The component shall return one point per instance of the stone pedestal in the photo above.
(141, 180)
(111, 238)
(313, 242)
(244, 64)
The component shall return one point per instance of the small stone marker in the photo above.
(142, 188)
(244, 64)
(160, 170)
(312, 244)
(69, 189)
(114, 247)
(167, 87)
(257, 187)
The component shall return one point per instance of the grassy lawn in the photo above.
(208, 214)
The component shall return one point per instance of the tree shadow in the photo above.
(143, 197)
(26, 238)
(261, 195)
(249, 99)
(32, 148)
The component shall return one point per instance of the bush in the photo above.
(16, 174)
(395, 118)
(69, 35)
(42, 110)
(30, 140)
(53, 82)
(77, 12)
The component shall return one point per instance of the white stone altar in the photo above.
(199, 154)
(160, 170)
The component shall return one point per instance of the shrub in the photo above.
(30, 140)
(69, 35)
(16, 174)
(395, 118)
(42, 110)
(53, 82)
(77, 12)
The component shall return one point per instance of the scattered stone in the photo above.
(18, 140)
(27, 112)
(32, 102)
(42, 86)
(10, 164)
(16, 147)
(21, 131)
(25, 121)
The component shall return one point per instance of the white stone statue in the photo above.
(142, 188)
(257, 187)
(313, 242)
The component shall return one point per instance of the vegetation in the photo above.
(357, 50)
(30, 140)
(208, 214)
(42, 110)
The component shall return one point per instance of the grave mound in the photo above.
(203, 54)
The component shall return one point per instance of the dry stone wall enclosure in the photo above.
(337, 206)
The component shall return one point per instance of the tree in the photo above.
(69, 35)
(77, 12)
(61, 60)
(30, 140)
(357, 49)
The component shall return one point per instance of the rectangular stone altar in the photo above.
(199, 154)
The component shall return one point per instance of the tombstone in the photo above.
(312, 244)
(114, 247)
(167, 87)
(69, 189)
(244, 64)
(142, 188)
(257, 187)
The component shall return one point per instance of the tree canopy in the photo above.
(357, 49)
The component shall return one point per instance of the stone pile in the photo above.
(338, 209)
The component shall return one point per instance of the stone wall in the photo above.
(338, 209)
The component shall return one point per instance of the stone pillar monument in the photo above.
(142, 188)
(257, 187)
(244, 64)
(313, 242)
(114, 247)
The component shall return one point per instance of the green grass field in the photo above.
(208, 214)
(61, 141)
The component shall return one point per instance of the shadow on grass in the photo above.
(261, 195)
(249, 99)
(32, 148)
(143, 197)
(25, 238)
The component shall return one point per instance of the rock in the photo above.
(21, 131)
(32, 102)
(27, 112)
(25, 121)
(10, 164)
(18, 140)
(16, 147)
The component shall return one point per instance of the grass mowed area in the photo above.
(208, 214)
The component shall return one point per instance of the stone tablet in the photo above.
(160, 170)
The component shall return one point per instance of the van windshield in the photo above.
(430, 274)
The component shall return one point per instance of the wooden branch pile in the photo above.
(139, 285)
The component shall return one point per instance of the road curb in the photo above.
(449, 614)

________

_What needs to be done:_ Express the entries above as a two-column CSV with the header row text,answer. Give one row per entry: its text in the first quoted field and its answer in the second, with every line break inside a field replaced by a space.

_Finished answer:_
text,answer
"The component shall return one point per instance of the stone pedestal in the photo above.","(141, 180) (111, 238) (313, 242) (244, 64)"
"The component shall return one point per instance of the small stone marker in the photo above.","(142, 188) (244, 64) (160, 170) (312, 244) (69, 189) (114, 247) (167, 87) (257, 187)"
"The component shall return one point per instance of the grassy lawn in the photo above.","(208, 214)"
"The component shall return one point per instance of the tree shadow in the photo above.","(143, 197) (26, 238) (261, 195) (249, 99) (32, 148)"
"The component shall return one point per instance of the bush in the photo above.","(16, 174) (395, 118) (69, 35) (42, 110) (30, 140) (53, 82) (77, 12)"
"The component shall return one point per instance of the white stone altar in the photo above.","(199, 154) (160, 170)"
"The component shall return one point per instance of the shrub in the photo above.","(30, 140) (69, 35) (16, 174) (395, 118) (42, 110) (53, 82) (77, 12)"
"The component shall return one point per instance of the scattered stone in the photo above.","(18, 140) (27, 112) (32, 102) (42, 86) (10, 164) (16, 147) (21, 131) (25, 121)"
"The component shall return one point per instance of the white stone statue in the photo above.","(142, 188) (257, 187) (313, 242)"
"The component shall return one point per instance of the vegetation in the photo above.","(357, 50) (30, 140) (208, 214) (42, 110)"
"The component shall return one point per instance of the grave mound in the photo above.","(203, 54)"
"The component shall return one point per instance of the dry stone wall enclosure in the photo above.","(337, 206)"
"The component shall return one point per instance of the tree in the photo above.","(69, 35) (77, 12) (61, 60) (30, 140) (357, 49)"
"The component shall return one point per instance of the rectangular stone altar in the photo above.","(199, 154)"
"The component shall return one point per instance of the tombstone in the photo above.","(312, 244) (114, 247) (167, 87) (69, 189) (244, 64) (142, 188) (257, 187)"
"The component shall return one point per instance of the tree canopy in the photo above.","(357, 49)"
"The component shall return one point per instance of the stone pile in the photo above.","(338, 209)"
"The component shall return one point per instance of the stone wall in the photo above.","(338, 209)"
"The component shall return one point per instance of the stone pillar monument in the photo above.","(142, 188) (257, 187) (244, 64) (313, 242) (114, 247)"
"The component shall return one point per instance of the green grass field in the photo above.","(208, 214) (61, 141)"
"The component shall return one point per instance of the shadow on grass in the photo above.","(261, 195) (249, 99) (32, 148) (143, 197) (25, 238)"
"The component shall return one point per instance of the rock in the photo above.","(21, 131) (32, 102) (27, 112) (25, 121) (10, 164) (18, 140) (16, 147)"
"The component shall return one point per instance of the grass mowed area in the photo above.","(208, 214)"
"The component shall return one point per instance of the stone tablet in the photo above.","(160, 170)"
"The component shall return one point per instance of the van windshield in the photo above.","(430, 274)"
"The component shall return one point per instance of the wooden branch pile in the photo above.","(139, 285)"
"The component shall return one point per instance of the road curb in the photo above.","(449, 614)"